Natural-language object grounding data
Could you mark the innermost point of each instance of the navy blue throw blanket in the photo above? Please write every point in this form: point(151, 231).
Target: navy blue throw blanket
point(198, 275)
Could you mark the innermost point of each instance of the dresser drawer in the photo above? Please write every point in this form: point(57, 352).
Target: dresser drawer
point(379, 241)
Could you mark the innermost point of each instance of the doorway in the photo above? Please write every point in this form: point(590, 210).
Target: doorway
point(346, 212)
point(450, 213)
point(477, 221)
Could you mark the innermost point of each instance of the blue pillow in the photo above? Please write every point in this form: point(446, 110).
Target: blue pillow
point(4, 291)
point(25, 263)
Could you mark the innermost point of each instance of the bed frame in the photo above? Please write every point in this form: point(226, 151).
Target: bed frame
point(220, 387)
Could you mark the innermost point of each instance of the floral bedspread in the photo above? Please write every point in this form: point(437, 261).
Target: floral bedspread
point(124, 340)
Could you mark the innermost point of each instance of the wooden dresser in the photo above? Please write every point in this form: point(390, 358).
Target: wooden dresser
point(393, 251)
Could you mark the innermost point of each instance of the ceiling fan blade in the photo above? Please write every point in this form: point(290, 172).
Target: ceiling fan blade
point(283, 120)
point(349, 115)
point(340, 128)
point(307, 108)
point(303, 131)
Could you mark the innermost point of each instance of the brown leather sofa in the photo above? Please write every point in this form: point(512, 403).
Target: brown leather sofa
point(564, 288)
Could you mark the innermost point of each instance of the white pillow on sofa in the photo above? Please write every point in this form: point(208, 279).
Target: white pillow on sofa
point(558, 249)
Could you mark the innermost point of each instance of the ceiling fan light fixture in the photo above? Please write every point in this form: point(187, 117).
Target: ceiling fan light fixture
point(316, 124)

What the exercise asks
Extract all of the data shown above and repeat it verbatim.

Exercise result
Could you mark the innermost point of each instance of the navy blue throw blanket in the photo above? Please write every point in this form: point(151, 231).
Target: navy blue throw blanket
point(198, 275)
Could you mark the innermost point of each instance of the dresser drawer in the photo above? Please write every point in this form: point(57, 352).
Target: dresser drawer
point(379, 241)
Could you mark the innermost point of each instance of the doorway in the photo above? Please write every point in this form: point(590, 210).
Target: doorway
point(346, 212)
point(450, 213)
point(477, 221)
Could you mark the innermost point of each instance of the blue pillow in the photo above? Please write every point in this form: point(446, 110).
Target: blue pillow
point(4, 291)
point(25, 263)
Could you mark the innermost point of each instance of the bed frame in the photo above? Please write every point in this form: point(226, 151).
Target: bed frame
point(220, 387)
Could you mark the innermost point of each instance of the floral bedspread in the photo above? Please write every point in this form: point(437, 261).
Target: floral bedspread
point(124, 340)
Could you mark the innermost point of each instance of the wooden dresser in the photo above? Please write every point in this form: point(390, 358).
Target: wooden dresser
point(393, 251)
Could you mark the innermost point of each instance of the ceiling fan blade in the photo above? Please write every point in this form: point(290, 172).
Target: ceiling fan blade
point(283, 120)
point(349, 115)
point(340, 128)
point(307, 108)
point(303, 131)
Could you mark the innermost point of each instance of the brown leather sofa in the photo above? Please write every point in this form: point(512, 403).
Target: brown leather sofa
point(564, 288)
Could you mark the innermost point of each instance of the white pillow on sofa in the photo above? Please write every point in this form: point(208, 279).
Target: white pillow on sofa
point(558, 249)
Could you mark the innermost point of each instance of the ceiling fan light fixture in the photo above? Please write every point in this form: point(187, 117).
Target: ceiling fan light fixture
point(316, 124)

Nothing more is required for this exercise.